▶ [STATED GOAL]: Quote the whole listing verbatim.
--- START MATERIAL PROVIDED ---
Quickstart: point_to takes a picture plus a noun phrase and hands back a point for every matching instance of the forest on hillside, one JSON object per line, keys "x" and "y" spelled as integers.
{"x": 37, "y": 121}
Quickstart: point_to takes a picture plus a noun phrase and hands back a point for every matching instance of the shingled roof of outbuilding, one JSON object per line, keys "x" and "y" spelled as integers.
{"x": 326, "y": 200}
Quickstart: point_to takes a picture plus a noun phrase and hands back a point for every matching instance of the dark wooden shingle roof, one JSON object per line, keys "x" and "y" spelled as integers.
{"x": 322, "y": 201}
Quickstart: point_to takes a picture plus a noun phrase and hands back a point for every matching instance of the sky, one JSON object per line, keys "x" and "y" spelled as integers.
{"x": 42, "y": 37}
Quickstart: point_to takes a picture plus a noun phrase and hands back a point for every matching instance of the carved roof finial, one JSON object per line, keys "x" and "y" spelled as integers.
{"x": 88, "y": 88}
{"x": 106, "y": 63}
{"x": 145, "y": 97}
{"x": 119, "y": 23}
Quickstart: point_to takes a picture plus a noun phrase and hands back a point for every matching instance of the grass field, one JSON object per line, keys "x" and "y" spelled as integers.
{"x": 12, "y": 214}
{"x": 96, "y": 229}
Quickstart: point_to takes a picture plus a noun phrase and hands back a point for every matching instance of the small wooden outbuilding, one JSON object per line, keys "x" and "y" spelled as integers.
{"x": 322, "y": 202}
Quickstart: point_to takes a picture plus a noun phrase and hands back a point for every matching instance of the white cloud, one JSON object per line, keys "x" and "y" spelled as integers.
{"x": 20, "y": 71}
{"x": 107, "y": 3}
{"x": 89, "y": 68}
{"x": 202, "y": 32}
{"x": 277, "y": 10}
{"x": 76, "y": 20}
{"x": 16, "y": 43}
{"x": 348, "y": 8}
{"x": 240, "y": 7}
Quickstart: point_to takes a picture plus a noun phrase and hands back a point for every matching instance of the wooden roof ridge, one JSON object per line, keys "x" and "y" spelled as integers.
--- END MATERIAL PROVIDED ---
▶ [RESULT OF THE EXERCISE]:
Quickstart: point_to takes a picture plus a noun phrase and hands back a point for every matching instance of the forest on hillside, one JSON object per line, keys "x" and "y" spelled as integers.
{"x": 37, "y": 121}
Quickstart: point_to takes a picture plus a noun phrase and hands back a point for every matching instance of the shingled roof of outbuilding, one JSON object per line, keys "x" and "y" spelled as integers.
{"x": 326, "y": 200}
Quickstart: point_to takes a picture plus a noun phrase and hands back a point for every matching instance of the dark wooden shingle roof, one JSON object per line, keys "x" and "y" spelled as integers.
{"x": 322, "y": 201}
Quickstart: point_to takes a picture plus a noun phrase and hands back a point for every matching instance of the sky, one JSON object per line, keys "x" and "y" spelled as integers.
{"x": 42, "y": 37}
Quickstart: point_to takes a picture plus a noun phrase and hands back a point for every matching instance of the carved roof finial, one JSON object per line, keys "x" and "y" spelled as integers.
{"x": 88, "y": 88}
{"x": 106, "y": 63}
{"x": 145, "y": 97}
{"x": 119, "y": 23}
Quickstart: point_to takes a picture plus a noun phrase and hands back a point for every matching instance of the grass field, one JSON object per line, keys "x" and "y" spelled as integers.
{"x": 12, "y": 214}
{"x": 96, "y": 229}
Quickstart: point_to takes a picture plus a noun phrase and hands back a point for every matching instance of the small wooden outbuilding, one JSON object per line, keys "x" and "y" spelled as integers.
{"x": 322, "y": 202}
Quickstart: point_to takes a picture plus a noun phrase and hands back a point for every matching instance of the white cloud, one JSON object per line, keys "x" and "y" spelled as integers.
{"x": 20, "y": 71}
{"x": 107, "y": 3}
{"x": 89, "y": 68}
{"x": 202, "y": 32}
{"x": 277, "y": 10}
{"x": 76, "y": 20}
{"x": 16, "y": 43}
{"x": 348, "y": 8}
{"x": 240, "y": 7}
Quickstart: point_to takes a picture plus a noun phrase and hands back a point for every matching instance of the wooden roof ridge, one JSON object per line, keys "x" and "y" spelled as integers.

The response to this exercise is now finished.